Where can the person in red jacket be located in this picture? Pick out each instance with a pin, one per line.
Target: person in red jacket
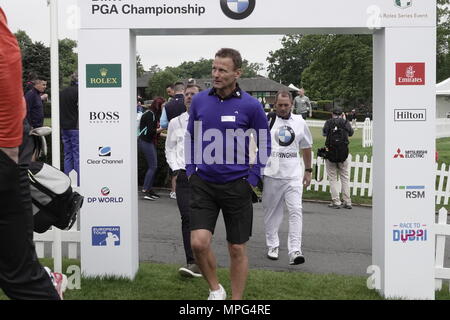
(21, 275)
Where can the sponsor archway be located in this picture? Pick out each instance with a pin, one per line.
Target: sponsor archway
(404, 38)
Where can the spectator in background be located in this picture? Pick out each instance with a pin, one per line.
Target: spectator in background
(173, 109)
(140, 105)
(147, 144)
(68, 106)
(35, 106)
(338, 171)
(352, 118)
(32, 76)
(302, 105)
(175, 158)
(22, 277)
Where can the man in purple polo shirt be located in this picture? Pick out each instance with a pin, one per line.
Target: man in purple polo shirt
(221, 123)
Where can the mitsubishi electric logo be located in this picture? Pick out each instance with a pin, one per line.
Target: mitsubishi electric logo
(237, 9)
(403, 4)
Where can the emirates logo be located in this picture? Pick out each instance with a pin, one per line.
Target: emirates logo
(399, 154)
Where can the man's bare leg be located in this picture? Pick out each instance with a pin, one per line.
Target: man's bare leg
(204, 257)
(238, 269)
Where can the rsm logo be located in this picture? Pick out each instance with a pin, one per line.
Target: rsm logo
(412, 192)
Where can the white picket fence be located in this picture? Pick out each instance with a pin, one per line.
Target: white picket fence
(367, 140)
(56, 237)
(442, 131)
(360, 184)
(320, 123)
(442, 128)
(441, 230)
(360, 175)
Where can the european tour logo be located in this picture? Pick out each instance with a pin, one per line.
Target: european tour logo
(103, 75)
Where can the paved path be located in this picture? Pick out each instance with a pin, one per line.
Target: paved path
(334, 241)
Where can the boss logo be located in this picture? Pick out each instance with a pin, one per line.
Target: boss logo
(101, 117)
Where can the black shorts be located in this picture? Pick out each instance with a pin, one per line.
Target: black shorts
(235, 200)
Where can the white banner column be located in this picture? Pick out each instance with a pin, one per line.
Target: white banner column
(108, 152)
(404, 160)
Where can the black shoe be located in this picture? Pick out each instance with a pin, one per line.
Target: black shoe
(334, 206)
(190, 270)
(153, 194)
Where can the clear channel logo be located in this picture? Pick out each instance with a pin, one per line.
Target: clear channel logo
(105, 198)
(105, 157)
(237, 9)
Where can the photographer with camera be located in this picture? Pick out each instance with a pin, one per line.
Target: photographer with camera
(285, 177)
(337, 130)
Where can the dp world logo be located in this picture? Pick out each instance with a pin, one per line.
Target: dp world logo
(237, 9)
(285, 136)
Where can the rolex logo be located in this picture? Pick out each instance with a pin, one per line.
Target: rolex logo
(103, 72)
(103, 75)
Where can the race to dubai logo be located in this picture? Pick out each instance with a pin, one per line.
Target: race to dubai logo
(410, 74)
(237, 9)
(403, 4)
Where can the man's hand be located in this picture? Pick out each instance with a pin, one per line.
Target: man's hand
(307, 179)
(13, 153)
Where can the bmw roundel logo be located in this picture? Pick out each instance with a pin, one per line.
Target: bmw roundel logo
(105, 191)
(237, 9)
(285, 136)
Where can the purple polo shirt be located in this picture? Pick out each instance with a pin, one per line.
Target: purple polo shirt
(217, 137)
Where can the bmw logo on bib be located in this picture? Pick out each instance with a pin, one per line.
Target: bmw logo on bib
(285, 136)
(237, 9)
○ ○ ○ ○ ○
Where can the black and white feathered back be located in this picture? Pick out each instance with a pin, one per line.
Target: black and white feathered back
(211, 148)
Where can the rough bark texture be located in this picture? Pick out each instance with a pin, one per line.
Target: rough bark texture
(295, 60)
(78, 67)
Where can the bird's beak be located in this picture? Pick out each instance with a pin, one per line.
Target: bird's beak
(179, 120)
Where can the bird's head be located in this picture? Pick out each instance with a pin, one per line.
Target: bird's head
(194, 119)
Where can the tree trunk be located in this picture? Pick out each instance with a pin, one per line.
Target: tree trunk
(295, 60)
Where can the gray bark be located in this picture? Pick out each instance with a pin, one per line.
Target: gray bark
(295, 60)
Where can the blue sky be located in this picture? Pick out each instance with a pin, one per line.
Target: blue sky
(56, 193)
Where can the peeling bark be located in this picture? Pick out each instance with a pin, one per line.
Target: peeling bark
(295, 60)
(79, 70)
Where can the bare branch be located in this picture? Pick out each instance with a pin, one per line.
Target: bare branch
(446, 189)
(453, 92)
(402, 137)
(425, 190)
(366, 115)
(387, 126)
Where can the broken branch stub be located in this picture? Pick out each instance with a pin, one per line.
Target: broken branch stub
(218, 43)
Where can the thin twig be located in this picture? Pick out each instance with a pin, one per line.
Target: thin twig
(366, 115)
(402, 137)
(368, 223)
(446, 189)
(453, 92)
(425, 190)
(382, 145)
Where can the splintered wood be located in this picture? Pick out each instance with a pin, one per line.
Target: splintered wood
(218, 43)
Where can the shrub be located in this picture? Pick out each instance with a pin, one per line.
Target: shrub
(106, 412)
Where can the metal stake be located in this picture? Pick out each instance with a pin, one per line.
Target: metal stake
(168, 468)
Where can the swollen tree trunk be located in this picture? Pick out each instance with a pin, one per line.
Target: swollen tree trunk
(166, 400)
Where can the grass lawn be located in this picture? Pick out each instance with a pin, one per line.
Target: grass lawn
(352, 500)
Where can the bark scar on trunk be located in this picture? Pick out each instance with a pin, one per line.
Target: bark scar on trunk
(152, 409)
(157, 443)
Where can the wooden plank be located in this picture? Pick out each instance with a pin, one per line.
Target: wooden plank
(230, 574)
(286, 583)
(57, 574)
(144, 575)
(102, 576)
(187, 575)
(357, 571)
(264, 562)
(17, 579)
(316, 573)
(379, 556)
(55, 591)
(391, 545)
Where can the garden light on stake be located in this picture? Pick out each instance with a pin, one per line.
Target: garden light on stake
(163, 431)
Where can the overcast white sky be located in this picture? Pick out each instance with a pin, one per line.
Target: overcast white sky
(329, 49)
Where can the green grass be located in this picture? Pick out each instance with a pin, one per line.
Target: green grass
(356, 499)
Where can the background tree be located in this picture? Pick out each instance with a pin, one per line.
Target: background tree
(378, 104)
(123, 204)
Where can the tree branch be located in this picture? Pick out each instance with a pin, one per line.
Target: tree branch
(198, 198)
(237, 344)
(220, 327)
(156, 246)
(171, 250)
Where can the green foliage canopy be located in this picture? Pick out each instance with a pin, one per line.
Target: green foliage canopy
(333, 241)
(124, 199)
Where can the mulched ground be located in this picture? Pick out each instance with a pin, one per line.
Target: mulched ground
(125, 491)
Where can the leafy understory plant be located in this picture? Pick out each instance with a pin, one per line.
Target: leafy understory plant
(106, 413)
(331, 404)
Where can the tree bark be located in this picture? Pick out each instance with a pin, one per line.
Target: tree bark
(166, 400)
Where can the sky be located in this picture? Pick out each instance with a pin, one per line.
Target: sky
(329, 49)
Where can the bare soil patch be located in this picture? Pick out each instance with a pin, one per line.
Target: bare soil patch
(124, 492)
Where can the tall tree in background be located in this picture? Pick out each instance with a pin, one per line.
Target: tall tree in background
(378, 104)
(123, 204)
○ ○ ○ ○ ○
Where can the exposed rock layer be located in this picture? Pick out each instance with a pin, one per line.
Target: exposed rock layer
○ ○ ○ ○ ○
Instructions to follow: Please report every line of the listing that contains the string "rock".

Solved problem:
Where can the exposed rock layer be located in this picture? Pick out each instance with a pin, one per line.
Target: exposed rock layer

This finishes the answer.